BRIEF
Please reproduce all of the lines below word for word, leaving the pictures out of your answer.

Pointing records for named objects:
━━━━━━━━━━━━━━━━━━━━━━━━━━━━━━
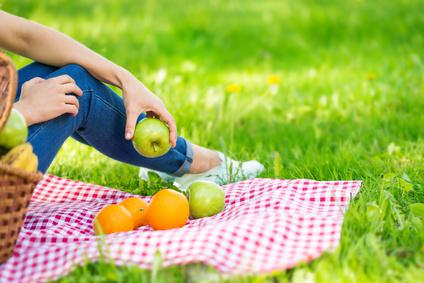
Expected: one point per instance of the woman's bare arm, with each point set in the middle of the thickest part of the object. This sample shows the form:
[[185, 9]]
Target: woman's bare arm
[[50, 47]]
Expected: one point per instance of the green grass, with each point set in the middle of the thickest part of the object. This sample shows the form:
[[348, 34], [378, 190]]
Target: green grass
[[349, 106]]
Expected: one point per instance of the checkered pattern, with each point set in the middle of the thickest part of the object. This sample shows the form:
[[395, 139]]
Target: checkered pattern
[[267, 225]]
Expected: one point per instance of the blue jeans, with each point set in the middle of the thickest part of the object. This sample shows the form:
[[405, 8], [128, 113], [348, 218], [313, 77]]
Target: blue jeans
[[100, 123]]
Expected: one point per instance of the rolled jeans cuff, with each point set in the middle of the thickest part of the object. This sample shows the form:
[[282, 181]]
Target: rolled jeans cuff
[[185, 167]]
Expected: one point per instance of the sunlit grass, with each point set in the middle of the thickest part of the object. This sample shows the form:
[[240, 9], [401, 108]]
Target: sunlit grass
[[324, 90]]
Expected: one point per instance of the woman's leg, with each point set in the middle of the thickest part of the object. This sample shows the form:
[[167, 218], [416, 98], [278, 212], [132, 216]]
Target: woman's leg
[[100, 123]]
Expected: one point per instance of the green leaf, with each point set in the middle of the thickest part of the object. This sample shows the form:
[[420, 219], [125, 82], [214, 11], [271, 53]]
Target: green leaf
[[417, 209], [389, 179]]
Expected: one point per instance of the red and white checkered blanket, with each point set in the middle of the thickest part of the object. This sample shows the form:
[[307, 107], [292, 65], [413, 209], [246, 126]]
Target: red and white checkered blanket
[[267, 225]]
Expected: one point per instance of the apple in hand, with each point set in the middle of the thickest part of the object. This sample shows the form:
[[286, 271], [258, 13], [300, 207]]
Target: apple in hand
[[151, 138], [205, 199], [15, 131]]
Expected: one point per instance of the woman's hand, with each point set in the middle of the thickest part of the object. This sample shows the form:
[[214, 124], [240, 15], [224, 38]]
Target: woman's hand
[[42, 100], [138, 99]]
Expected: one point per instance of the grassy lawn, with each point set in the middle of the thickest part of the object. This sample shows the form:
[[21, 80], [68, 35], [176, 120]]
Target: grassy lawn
[[327, 90]]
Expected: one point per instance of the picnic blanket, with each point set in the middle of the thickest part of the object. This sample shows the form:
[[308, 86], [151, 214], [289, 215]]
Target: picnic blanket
[[267, 225]]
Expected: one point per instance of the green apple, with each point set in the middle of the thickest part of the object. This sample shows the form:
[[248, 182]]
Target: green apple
[[151, 138], [205, 199], [15, 131]]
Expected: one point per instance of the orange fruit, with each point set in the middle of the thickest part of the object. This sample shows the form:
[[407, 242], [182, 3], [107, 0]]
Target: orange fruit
[[112, 219], [137, 208], [168, 209]]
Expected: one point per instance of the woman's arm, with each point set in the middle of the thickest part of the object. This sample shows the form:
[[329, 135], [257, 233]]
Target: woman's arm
[[50, 47]]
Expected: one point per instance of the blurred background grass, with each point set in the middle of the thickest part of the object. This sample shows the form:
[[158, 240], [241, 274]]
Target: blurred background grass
[[313, 89]]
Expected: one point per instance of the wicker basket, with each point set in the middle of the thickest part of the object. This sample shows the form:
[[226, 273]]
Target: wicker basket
[[16, 186]]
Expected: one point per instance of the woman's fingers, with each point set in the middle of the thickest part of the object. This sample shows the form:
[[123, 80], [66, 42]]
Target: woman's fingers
[[167, 118], [70, 99], [34, 81], [71, 88], [63, 79], [130, 125]]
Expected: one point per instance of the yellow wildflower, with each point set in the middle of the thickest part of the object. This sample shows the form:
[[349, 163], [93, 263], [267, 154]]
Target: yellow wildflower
[[273, 80], [233, 88]]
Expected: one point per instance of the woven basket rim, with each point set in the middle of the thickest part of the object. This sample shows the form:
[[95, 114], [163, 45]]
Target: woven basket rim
[[11, 89], [27, 176]]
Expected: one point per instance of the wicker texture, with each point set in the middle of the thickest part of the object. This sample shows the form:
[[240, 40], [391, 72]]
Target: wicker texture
[[16, 186]]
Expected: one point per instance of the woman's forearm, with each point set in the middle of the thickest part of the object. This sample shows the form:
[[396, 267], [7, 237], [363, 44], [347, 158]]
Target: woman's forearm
[[50, 47]]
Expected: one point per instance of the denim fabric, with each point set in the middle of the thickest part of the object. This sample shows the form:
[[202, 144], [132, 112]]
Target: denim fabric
[[100, 123]]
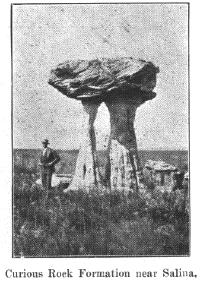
━━━━━━━━━━━━━━━━━━━━━━━━━━━━━━
FINAL RESULT
Expected: one point per instance of the woman's bare arm, with each point set in the middle of the thickest part of the object. This sample shows the form:
[[185, 9]]
Target: woman's bare arm
[[50, 47]]
Expected: one point per instance of the green grass, with each point set in the middle of the thickest part of the object. This sample shows the form:
[[348, 34], [378, 190]]
Target: green grass
[[349, 106]]
Expected: one point per instance of the checkered pattern, with each point set in the middle of the thickest part of the object. This sample shows the form:
[[395, 139]]
Target: checkered pattern
[[267, 225]]
Expected: one point per instance of the blue jeans, with each point set in the middle of the thickest part of the object. This sample shows the form:
[[405, 8], [128, 113], [348, 218], [313, 77]]
Target: blue jeans
[[100, 123]]
Expected: one point per instance of the rolled jeans cuff, with each point set in the middle of the thickest part of the object. This sample shows the form:
[[282, 181]]
Target: rolled jeans cuff
[[185, 167]]
Expected: one point per instance of the sunlit grass, with each point set in the middle of the thickest part of the object. This sample shows the form:
[[240, 9], [401, 108]]
Target: sunlit grass
[[324, 90]]
Expected: one point per instance of the woman's leg, with each point set in the middle of the thickest part of the object. This sample shows the form:
[[167, 218], [416, 98], [278, 212], [132, 216]]
Target: woman's leg
[[100, 123]]
Expected: one point per instance of the green leaf, with each point set in the middle of the thickest part of the object. This sample shows the form:
[[420, 219], [125, 82], [214, 11], [271, 53]]
Target: green leaf
[[417, 209], [389, 179]]
Expected: one point per instance of the red and white checkered blanket, with each point set in the middle of the thickest part of the object. This sample shows the form:
[[307, 107], [292, 65], [413, 209], [246, 126]]
Target: red and white checkered blanket
[[267, 225]]
Expected: one point per instance of the apple in hand, with each point set in the middle of the thickest part of the object. This sample shows the form:
[[286, 271], [258, 13], [300, 207]]
Target: apple in hand
[[151, 138], [205, 199], [15, 131]]
Expected: one point per instance of the woman's hand, with each point set in the middle of the thickest part of the object. This sample shows the form:
[[214, 124], [240, 15], [224, 38]]
Target: woman's hand
[[42, 100], [138, 99]]
Expected: one point per instance of the grassy lawn, with each point set in the middle of the thickest part of the object. This sample shows the form:
[[21, 80], [68, 35], [176, 120]]
Target: grassy lawn
[[327, 90]]
Expected: one point per instance of the picnic blanket, with each point set in the middle of the thickest part of the object. This sample shows the form:
[[308, 86], [151, 214], [289, 215]]
Target: picnic blanket
[[267, 225]]
Expected: one point per instance of the green apple, with each point set in the middle of the thickest part of the object. This sample shows the form:
[[248, 182]]
Target: green apple
[[151, 138], [205, 199], [15, 131]]
Expected: one point per instance of the orange fruit, with each point set in the middle of the thickest part of the object. This sample shows the form:
[[407, 242], [182, 3], [107, 0]]
Target: orange fruit
[[112, 219], [137, 208], [168, 209]]
Expected: one point per instance of the woman's arm, with each point set in the middle of the thickest part of the object. This sample shows the form:
[[329, 135], [257, 233]]
Target: woman's arm
[[50, 47]]
Expected: one point per instance of the blurred background grass, with each point set in the middle of the thickest part of the object. This sample shows the form:
[[158, 240], [241, 274]]
Target: blurred background grass
[[313, 89]]
Expected: one point per instance of the wicker basket, with each point set in the middle of the thickest part of the object. This sample shows the form:
[[226, 273]]
Target: wicker basket
[[16, 186]]
Expected: one point per instance of the woman's fingers, with each point set in the middle of the thickest part of the object. This sample shows the form:
[[123, 80], [66, 42]]
Target: woman's fingers
[[167, 118], [70, 99], [34, 81], [71, 88], [63, 79], [130, 125]]
Expected: one point per instance of the yellow wildflower, with each point set in the middle of the thickest part of the object. This sample shows the form:
[[349, 163], [93, 263], [267, 154]]
Target: yellow wildflower
[[273, 80], [233, 88]]
Expected: one point per instance of the woven basket rim, with each point set in the middle of the thickest part of the object. This sample shows the form:
[[95, 114], [163, 45]]
Target: woven basket rim
[[11, 89], [27, 176]]
Expected: one point per instance of the wicker texture, with each point set in the middle of the thickest part of the object. This sample shows the form:
[[240, 40], [391, 72]]
Target: wicker texture
[[16, 186]]
Expected: one point per instance of the woman's forearm, with each point set in the middle of the thickest part of the object. This sample shows the form:
[[396, 267], [7, 237], [363, 44], [347, 158]]
Target: woman's forearm
[[50, 47]]
Expected: one point per instance of the denim fabric, with each point set in the middle of the thickest part of the object. This sample shows the form:
[[202, 144], [132, 112]]
Target: denim fabric
[[100, 123]]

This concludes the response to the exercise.